(Selected text)
Seeds of Discontent The moral sacristan must have been slacking as an engagement party arrangements were proceeding at the Villa Manin in the little village of Passarino near Udine. With a long history as an agricultural and commercial center, the Manin family welcomed many visitors from Venice and its colonies from across the sea. A germinating seed, heretofore lying dormant from one of the villa's granaries is watched over by a protectorate of six carrion crows in the dark shadows of the reedy canal where creeping ivy creeps and the weeping willows weeps. A queer congress of nature plays beyond the view of the villa: elegant pomp and the portent of transgression dances together as a metaphor for the bride-to-be's past carnal indiscretions and her sublimated need to repeat them in the future, which excoriates the adage: "Your first romantic encounter will dictate the limits of all others in the future." Our guide unwittingly stumbles into this abstruse garden bereft of the sagacity or the tools to plumb the psychological depths of Seeds of Discontent.

Lighthouse Keepers Revenge Why ponder Greek tragedies when you can just as easily create your own? Here's an example: Inspired by a respite from the cruelty of London, a seaside holiday is sabotaged by a "Seaman's Widow Fund" collection box at a train station in Beachyhead. Our travel companion's tales of her Mediterranean trysts are wed with The Maritime Museum in Oia on the island of Santorini in Greece. This boatman has a story to tell. A world-weary and heart-broken lover is burdened with the task of manning a remote lighthouse on a potentially dangerous seafaring route. Unbeknownst to his employers, he boards up the lamp with driftwood and collects the figureheads of the crashed ships. Despite the Greeks' penchant for analyzing dreams, Lighthouse Keepers Revenge needs no explanation.

(Given data)
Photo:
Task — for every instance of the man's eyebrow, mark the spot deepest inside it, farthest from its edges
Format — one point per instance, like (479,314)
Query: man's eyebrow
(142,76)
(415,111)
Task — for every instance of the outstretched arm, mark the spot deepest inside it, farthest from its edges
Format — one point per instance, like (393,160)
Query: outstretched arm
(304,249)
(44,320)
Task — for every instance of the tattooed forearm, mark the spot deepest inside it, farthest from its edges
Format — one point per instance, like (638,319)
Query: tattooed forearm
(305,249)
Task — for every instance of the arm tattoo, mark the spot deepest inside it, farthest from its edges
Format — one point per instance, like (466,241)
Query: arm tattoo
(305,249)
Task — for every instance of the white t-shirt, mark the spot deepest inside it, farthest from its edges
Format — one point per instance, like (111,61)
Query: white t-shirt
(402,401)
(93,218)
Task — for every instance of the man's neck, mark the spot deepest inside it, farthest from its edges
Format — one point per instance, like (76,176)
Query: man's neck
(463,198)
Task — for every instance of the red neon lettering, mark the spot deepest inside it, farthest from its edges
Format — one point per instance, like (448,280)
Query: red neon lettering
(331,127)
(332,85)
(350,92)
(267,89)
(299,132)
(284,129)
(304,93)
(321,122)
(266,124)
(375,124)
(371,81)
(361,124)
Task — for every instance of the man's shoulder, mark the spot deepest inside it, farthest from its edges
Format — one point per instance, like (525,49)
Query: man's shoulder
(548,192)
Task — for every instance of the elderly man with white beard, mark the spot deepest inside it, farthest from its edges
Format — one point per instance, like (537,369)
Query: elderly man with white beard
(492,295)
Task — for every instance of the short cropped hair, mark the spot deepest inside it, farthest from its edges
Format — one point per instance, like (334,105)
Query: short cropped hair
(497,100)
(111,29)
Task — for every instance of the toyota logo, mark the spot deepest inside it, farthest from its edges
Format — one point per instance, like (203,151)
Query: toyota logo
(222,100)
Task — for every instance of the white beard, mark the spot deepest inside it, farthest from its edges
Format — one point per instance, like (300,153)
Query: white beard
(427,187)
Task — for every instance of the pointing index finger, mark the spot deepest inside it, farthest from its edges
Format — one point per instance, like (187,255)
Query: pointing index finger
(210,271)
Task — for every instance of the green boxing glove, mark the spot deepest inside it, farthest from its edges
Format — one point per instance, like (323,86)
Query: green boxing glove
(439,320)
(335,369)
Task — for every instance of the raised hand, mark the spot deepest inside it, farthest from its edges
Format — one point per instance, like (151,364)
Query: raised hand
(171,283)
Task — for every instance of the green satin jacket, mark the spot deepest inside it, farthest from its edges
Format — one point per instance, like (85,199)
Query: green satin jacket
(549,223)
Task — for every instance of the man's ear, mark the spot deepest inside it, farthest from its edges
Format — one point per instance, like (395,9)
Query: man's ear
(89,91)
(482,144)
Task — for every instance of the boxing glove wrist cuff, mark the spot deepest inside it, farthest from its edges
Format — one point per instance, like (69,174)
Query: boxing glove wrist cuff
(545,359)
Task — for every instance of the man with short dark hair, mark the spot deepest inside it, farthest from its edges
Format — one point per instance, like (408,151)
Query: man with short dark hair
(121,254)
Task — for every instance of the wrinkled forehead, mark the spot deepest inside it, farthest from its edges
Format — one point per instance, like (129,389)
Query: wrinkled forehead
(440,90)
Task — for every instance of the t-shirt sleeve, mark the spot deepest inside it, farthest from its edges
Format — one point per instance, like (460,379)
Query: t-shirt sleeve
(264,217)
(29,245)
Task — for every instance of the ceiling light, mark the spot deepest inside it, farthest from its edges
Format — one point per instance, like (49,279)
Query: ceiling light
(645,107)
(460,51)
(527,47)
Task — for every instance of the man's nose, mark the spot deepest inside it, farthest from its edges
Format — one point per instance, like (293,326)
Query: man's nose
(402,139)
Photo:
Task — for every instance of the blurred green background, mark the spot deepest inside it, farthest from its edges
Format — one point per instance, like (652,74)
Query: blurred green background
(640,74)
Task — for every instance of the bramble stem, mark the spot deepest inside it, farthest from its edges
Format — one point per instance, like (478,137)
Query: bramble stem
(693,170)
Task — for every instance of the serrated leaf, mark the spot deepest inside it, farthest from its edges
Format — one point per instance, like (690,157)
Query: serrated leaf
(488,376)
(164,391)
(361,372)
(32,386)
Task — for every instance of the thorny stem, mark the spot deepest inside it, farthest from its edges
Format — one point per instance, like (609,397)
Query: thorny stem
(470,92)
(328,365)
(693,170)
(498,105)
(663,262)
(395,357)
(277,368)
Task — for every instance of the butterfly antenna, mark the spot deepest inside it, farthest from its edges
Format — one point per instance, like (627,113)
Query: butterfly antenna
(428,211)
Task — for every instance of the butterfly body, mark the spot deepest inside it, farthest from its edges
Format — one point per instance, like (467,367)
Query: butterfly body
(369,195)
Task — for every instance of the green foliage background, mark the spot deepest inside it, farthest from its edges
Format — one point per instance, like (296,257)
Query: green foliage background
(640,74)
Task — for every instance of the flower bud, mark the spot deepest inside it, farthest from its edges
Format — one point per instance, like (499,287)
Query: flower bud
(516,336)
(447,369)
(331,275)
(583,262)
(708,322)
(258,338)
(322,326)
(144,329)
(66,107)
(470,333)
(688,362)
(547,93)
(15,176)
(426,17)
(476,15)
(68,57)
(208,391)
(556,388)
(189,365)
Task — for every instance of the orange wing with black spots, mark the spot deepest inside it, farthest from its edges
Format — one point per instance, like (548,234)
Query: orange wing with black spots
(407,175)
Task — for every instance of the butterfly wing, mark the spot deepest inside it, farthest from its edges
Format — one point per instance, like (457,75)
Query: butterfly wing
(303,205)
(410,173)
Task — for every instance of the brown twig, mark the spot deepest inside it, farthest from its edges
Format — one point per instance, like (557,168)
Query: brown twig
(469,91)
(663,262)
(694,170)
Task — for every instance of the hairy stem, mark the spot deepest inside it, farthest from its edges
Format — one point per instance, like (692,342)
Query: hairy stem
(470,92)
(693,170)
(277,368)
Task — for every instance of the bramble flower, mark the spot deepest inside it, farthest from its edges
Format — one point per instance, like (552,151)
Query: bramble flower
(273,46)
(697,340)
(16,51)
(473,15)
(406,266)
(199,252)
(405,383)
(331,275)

(Tasks)
[a] According to the passage on Seeds of Discontent and Lighthouse Keepers Revenge, what does the lighthouse keeper collect from the crashed ships?
[b] Translate this sentence from the passage on Seeds of Discontent and Lighthouse Keepers Revenge into French: "A world-weary and heart-broken lover is burdened with the task of manning a remote lighthouse on a potentially dangerous seafaring route."
[c] Continue the passage on Seeds of Discontent and Lighthouse Keepers Revenge from the point where it stops.

(The answers)
[a] He collects the figureheads of the crashed ships.

[b] Un amant las du monde et au cœur brisé se voit chargé de la tâche de garder un phare isolé sur une route maritime potentiellement dangereuse.

[c]
A stereotypical cross-cultural decorative object becomes a thing of presage when a timer-light shuts off abruptly on a staircase landing in a small hotel in Venice. Dripping with Pathos An after-image of a multicolored drip candle in a Chianti bottle is forthwith elevated to the level of haunting harbinger in Dripping with Pathos. Every quivering drip, dribble, and trickle of the cumulative stalactite ooze conjures an Italian "grotto grip" in our traipsing traveler. Failed beseeching of strangers on the canals and bridges leaves our guide to his own devices for enlightenment. Word has it that it is a perverted remnant of a virginity test left over from Marco Polo's sea-trade days. Near the temple of Diana in Ephesus was a grotto that doubled as a test for chastity. When a woman enters it and discordant sounds are heard, the woman is never seen. If however, musical sounds are heard, the woman is a pure virgin and comes from the grotto unharmed. When a long return voyage to the silken waters of Venice provides the opportunity to contemplate this carnal calumniation vitiated by stops at Greek ports for wax, an aberration of a myth is created which radiates with an incessant calling from a collective unconsciousness. From this same ear Of Venetian history is a complimentary male myth regarding the competitive size of pepper grinders that space does not permit a digression.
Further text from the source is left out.